Nous connaissons tous le « plafond de verre », un terme que l’on emploie souvent pour désigner la barrière invisible contre laquelle les femmes se heurtent dès qu’elles essaient d’accéder à un certain niveau de leadership et de responsabilité, et ce, même si elles sont plus que qualifiées pour le rôle.
Il n’y a qu’un seul problème : « C’est un mythe », affirme Natasha Bergeron, experte et directrice de projets au bureau de Montréal de McKinsey, firme mondiale de conseils en gestion.
Natasha Bergeron a codirigé l’édition 2021 du rapport de la firme, La diversité au travail au Canada, une analyse exhaustive qui s’est penchée sur tout : l’épuisement professionnel, l’essor de l’automatisation, les effets de la pandémie sur l’équité et l’inclusion, entre autres.
L’une des conclusions les plus frappantes du rapport est que malgré de modestes gains dans la représentation des femmes au sein de la hiérarchie, les femmes et les minorités ethniques restent nettement sous-représentées au sommet des organisations.
« Ce que nous constatons grâce aux données, c’est qu’il ne s’agit pas d’un plafond de verre », explique Natacha Bergeron à propos de ce phénomène. « C’est un tuyau qui fuit, ou un “échelon brisé”, comme on le dit. »
Microagressions et préjugés
Natacha Bergeron explique que les femmes et les personnes de couleur ont moins accès au premier niveau de promotion, qui se produit généralement quelques années après l’entrée au service d’une organisation. Par la suite, ce manque d’accès persiste à chaque échelon de carrière. Elle souligne que, selon les données, les femmes au Canada représentent environ 50 % des travailleurs débutants, mais seulement 30 % des postes de niveau supérieur.
« Ce tuyau qui fuit “fuit davantage” dès qu’il s’agit de femmes de couleur », déplore Natacha Bergeron. Parmi les 50 entreprises canadiennes interrogées par McKinsey, ces femmes représentaient 17 % des postes de premier échelon et seulement 6 % des postes de direction, ce qui signifie que les deux tiers d’entre elles sont bloquées à un moment donné dans la hiérarchie.
Pourquoi cela se produit? « C’est un problème qui se situe à plusieurs niveaux », répond Natacha Bergeron. « Mais l’un des facteurs qui y contribue est la prévalence des microagressions. » Le rapport a révélé que 70 % des femmes de couleur en avaient été victimes au travail.
« Être interrompue ou se faire couper la parole, voir son jugement remis en question dans son domaine d’expertise, avoir l’impression que l’on doit faire attention lorsqu’on parle de soi-même ou de la vie en dehors du travail », énumère-t-elle. « Ce sont toutes de petites choses qui semblent mineures quand on les regarde individuellement. Mais, c’est l’accumulation qui a un impact sur l’expérience. »

__ITEMS FOURNIS__:
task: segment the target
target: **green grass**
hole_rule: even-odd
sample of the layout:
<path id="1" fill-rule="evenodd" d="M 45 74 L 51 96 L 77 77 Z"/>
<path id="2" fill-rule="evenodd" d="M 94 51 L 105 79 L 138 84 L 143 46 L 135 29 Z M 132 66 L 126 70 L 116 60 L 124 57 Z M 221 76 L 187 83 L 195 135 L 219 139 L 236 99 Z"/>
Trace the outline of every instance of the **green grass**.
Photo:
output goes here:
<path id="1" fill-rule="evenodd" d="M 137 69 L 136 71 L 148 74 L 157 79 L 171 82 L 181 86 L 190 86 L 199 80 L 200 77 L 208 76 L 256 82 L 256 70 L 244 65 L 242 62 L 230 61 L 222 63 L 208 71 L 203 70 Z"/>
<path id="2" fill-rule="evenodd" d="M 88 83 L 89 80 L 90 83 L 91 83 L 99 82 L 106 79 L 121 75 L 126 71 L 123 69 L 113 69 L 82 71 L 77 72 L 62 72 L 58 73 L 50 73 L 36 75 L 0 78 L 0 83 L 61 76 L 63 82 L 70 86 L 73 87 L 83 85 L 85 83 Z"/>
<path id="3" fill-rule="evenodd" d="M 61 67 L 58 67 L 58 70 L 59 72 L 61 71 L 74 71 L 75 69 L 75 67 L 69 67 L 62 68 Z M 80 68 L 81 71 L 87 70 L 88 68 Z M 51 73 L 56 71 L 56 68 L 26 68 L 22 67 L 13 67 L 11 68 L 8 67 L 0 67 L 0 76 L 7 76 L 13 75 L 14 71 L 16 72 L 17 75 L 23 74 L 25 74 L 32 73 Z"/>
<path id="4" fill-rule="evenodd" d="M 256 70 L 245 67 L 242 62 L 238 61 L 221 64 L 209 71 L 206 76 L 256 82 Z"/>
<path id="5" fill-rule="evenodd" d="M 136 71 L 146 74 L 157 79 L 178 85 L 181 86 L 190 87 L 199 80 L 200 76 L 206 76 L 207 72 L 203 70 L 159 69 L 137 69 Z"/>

__LISTE DES TÂCHES__:
A – Mettez à jour l'article sur le plafond de verre : reprenez tout le passage allant de « Natasha Bergeron a » jusqu'à « l’inclusion, entre autres. », en remplaçant « exhaustive » par « approfondie ».
B – Donnez la suite de l'article sur le plafond de verre à partir de sa dernière phrase.

__RÉSULTATS PAR TÂCHE__:
A –
Natasha Bergeron a codirigé l’édition 2021 du rapport de la firme, La diversité au travail au Canada, une analyse approfondie qui s’est penchée sur tout : l’épuisement professionnel, l’essor de l’automatisation, les effets de la pandémie sur l’équité et l’inclusion, entre autres.

B –
En plus des préjugés ignorés — intentionnels ou inconscients — et du manque de parrainage, de mentorat et d’alliés de la part de groupes plus privilégiés, cette situation peut créer un environnement où les femmes de couleur sont négligées ou ne sont pas encouragées à postuler lorsque des promotions se présentent.
« Cela peut conduire à un sentiment de futilité, à se demander “Pourquoi devrais-je même faire l’effort si je sais que je ne serai pas choisie?” », ajoute Natacha Bergeron, qui est elle-même une femme de couleur. Elle fait remarquer que la « pénalité de la maternité » peut également nuire aux opportunités d’avancement.
« Parfois, les décisions sont prises pour les employées, comme "Hé, je ne lui offrirai pas cette opportunité parce qu’elle n’est pas aussi dévouée au travail ou les avancements professionnels ne lui sont pas aussi importants", indique Natacha Bergeron. « J’ai trois enfants, et j’ai personnellement vécu ça. »
Natacha Bergeron salue les opportunités de travail flexible chez McKinsey, lesquelles l’ont aidée à concilier la parentalité et une carrière florissante. Par exemple, le programme Take Time, une initiative de travail flexible, permet de travailler à temps partiel et de faciliter la transition vers le congé parental et le retour au travail.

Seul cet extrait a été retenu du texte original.